■ What to work on:
Without the pictures, give every record again exactly.

■ Stored items:
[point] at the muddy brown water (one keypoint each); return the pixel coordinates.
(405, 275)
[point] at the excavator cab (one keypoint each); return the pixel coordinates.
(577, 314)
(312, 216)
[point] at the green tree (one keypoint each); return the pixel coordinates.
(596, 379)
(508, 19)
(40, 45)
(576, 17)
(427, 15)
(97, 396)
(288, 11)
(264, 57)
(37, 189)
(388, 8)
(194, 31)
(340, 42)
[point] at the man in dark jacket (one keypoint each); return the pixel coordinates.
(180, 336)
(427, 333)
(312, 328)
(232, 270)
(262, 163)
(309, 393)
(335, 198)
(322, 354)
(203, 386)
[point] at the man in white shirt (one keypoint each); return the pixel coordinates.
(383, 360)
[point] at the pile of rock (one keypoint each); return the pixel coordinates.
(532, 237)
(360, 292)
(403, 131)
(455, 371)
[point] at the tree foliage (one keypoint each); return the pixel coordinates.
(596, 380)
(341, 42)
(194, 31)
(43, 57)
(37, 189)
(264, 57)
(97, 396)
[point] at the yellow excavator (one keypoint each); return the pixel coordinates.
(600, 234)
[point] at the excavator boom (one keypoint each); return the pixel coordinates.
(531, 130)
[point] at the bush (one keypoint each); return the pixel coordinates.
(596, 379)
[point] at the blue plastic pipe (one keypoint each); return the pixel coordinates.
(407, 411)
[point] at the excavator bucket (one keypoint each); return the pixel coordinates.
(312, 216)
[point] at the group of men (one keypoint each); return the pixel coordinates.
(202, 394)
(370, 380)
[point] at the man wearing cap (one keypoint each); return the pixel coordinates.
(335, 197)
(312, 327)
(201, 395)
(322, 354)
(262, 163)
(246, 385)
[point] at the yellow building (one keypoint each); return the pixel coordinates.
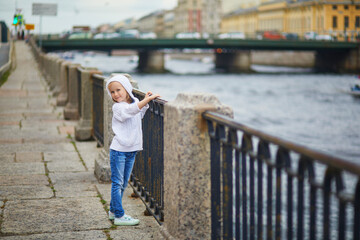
(336, 18)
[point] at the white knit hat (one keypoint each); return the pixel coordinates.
(124, 81)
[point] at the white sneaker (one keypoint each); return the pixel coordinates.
(111, 215)
(126, 220)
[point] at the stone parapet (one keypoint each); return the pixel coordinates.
(187, 205)
(71, 110)
(83, 130)
(62, 98)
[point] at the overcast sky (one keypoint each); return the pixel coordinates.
(81, 12)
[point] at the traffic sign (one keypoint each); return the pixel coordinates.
(44, 9)
(29, 26)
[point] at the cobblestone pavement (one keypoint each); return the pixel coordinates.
(47, 185)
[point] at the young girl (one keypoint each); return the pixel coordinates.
(126, 124)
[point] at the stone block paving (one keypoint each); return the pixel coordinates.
(47, 185)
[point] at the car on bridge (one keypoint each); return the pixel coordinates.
(270, 35)
(188, 35)
(232, 35)
(80, 35)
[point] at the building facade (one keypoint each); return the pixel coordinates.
(211, 17)
(340, 19)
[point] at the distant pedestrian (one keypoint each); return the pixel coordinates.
(126, 125)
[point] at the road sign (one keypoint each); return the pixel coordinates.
(29, 26)
(44, 9)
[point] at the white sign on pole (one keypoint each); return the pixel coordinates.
(44, 9)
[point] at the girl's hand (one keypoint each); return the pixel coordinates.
(151, 96)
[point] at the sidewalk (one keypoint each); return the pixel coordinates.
(47, 184)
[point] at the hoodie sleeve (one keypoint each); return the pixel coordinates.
(143, 110)
(123, 111)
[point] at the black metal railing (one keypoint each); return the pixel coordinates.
(147, 177)
(78, 79)
(263, 187)
(98, 108)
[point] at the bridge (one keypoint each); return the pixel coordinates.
(232, 55)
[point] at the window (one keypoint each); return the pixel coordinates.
(346, 22)
(334, 22)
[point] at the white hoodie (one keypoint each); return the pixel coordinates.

■ Output below:
[point] at the muddy brown water (one keypoint each); return the pixel coordinates.
(405, 275)
[point] at the excavator cab (one keypoint each); return the pixel coordinates.
(577, 314)
(312, 216)
[point] at the green tree (one keypoint each); return the pixel coordinates.
(596, 379)
(508, 19)
(40, 45)
(576, 17)
(427, 15)
(97, 396)
(288, 11)
(264, 57)
(37, 189)
(388, 8)
(194, 31)
(340, 42)
[point] at the man in dark jacket (one keypoint each); return the pixel coordinates.
(180, 336)
(427, 333)
(312, 328)
(232, 270)
(262, 163)
(309, 393)
(335, 198)
(322, 354)
(203, 386)
[point] at the man in white shirt (one keypoint each); return the pixel coordinates.
(383, 360)
[point] at the pile of rock (one keypoint each); return the pixel coordinates.
(532, 237)
(360, 292)
(403, 131)
(455, 371)
[point] at the tree foliage (one keypoint each); return the pixel coordinates.
(596, 380)
(341, 42)
(194, 31)
(43, 57)
(37, 189)
(264, 57)
(97, 396)
[point] at the yellow excavator (one keypoint each); return the pixel coordinates.
(600, 234)
[point] at the excavator boom (one keypoint each); return the pixel coordinates.
(531, 130)
[point] at the bush (one keypoint each); return the pixel coordinates.
(596, 379)
[point] at the blue plastic pipe (one keypoint each); return the pixel coordinates.
(407, 411)
[point] at the excavator bucket (one keypoint each); return the pixel coordinates.
(312, 216)
[point] at the group of men (one keypoint each); return the pixel coordinates.
(202, 394)
(370, 380)
[point] at the man wearing cap (one keypoint each); return the pixel coordinates.
(335, 197)
(312, 327)
(201, 395)
(322, 354)
(262, 163)
(246, 385)
[point] at the yellow building (one keypoint each); return the pixel coordinates.
(336, 18)
[point] at the white knit hat (one keypoint each); return the pixel coordinates.
(124, 81)
[point] at the white sneaker (one keypoint each); return the pixel coordinates.
(111, 215)
(126, 220)
[point] at the stone parapet (one keypoint each); return the pixel coordinates.
(187, 205)
(71, 110)
(83, 130)
(62, 98)
[point] at the overcast sky (one keypoint each); return the pixel coordinates.
(81, 12)
[point] at the traffic sign (one keypoint each); return the pixel coordinates.
(44, 9)
(29, 26)
[point] at the cobblestone pavement (one keypoint each); return the pixel coordinates.
(47, 185)
[point] at the young girl (one keypoint each); return the pixel coordinates.
(126, 124)
[point] at the stone block paving (one keypoint each); return the pixel coordinates.
(47, 185)
[point] at the car on bridge (one keypoint each); return the pixel coordinates.
(270, 35)
(188, 35)
(232, 35)
(80, 35)
[point] at the building facade (one keypoint each); return the pixel coordinates.
(211, 17)
(340, 19)
[point] at the distant pedestrian (one keypoint each); return the pixel coordinates.
(126, 125)
[point] at the road sign (one keypoint each); return the pixel coordinates.
(29, 26)
(44, 9)
[point] at the white sign on pole (one keypoint each); return the pixel coordinates.
(44, 9)
[point] at the girl's hand (one keypoint each); return the pixel coordinates.
(151, 96)
[point] at the sidewalk (one keypoint each); return the pixel coordinates.
(47, 184)
[point] at the hoodie sleeve (one keypoint each); return the pixel coordinates.
(143, 110)
(123, 111)
[point] at the black metal railing (one keypoint each); return the pixel coordinates.
(147, 177)
(78, 79)
(263, 187)
(98, 108)
[point] at the bridge (one keypoint each); return the pixel coordinates.
(232, 55)
[point] at the window (one keypoint each); return the pixel coordinates.
(346, 22)
(334, 22)
[point] at the white hoodie (one keypoint each); return the pixel coordinates.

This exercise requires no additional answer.